§ **Short problem A**
According to the CTW detection baseline tutorial, which detection model was slightly modified to build the baseline?
-- START OF Document extract --
# CTW dataset tutorial (Part 3: detection baseline)

In this part of the turotial, we will show you:

  - [Framework of detection baseline](#Framework-of-detection-baseline)
  - [Training steps](#Training-steps)
  - [Predicting steps](#Predicting-steps)
  - [Submission format](#Submission-format)
  - [Evaluation API](#Evaluation-API)
  - [Evaluate results locally](#Evaluate-results-locally)
  - [Appendix: Details to the evaluation API](#Appendix:-Details-to-the-evaluation-API)

Notes:

  > This notebook MUST be run under `$CTW_ROOT/tutorial`.
  >
  > All the code SHOULD be run with `Python>=3.4`. We make it compatible with `Python>=2.7` with best effort.

## Framework of detection baseline

We use [YOLOv2](https://pjreddie.com/darknet/yolo/) and slightly modified it, detailed in git commits. We perform a multiscale testing scheme, which is described in our paper.

Follow the classification task, we also limit the number of categories to 1001, i.e., the top 1000 frequent observed character categories and an 'others' category.


## Training steps

Something are similar to classification tutorial, so this tutorial is a little simplified.
-- END OF Document extract --
§ **Short problem B**
Rewrite every line of the records below as a JSON list of strings, one string per line, with blank lines left out.
-- START OF Data supplied --
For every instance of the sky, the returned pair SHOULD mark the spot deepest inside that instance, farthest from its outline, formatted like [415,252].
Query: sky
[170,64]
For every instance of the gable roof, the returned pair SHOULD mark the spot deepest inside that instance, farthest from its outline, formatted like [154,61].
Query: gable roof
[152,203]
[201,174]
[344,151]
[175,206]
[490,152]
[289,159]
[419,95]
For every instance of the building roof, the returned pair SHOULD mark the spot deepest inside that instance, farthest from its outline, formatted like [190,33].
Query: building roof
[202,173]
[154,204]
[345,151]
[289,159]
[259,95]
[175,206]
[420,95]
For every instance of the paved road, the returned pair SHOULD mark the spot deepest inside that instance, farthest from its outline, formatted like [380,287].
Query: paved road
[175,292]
-- END OF Data supplied --
§ **Written reply A**
YOLOv2

§ **Written reply B**
[
  "For every instance of the sky, the returned pair SHOULD mark the spot deepest inside that instance, farthest from its outline, formatted like [415,252].",
  "Query: sky",
  "[170,64]",
  "For every instance of the gable roof, the returned pair SHOULD mark the spot deepest inside that instance, farthest from its outline, formatted like [154,61].",
  "Query: gable roof",
  "[152,203]",
  "[201,174]",
  "[344,151]",
  "[175,206]",
  "[490,152]",
  "[289,159]",
  "[419,95]",
  "For every instance of the building roof, the returned pair SHOULD mark the spot deepest inside that instance, farthest from its outline, formatted like [190,33].",
  "Query: building roof",
  "[202,173]",
  "[154,204]",
  "[345,151]",
  "[289,159]",
  "[259,95]",
  "[175,206]",
  "[420,95]",
  "For every instance of the paved road, the returned pair SHOULD mark the spot deepest inside that instance, farthest from its outline, formatted like [380,287].",
  "Query: paved road",
  "[175,292]"
]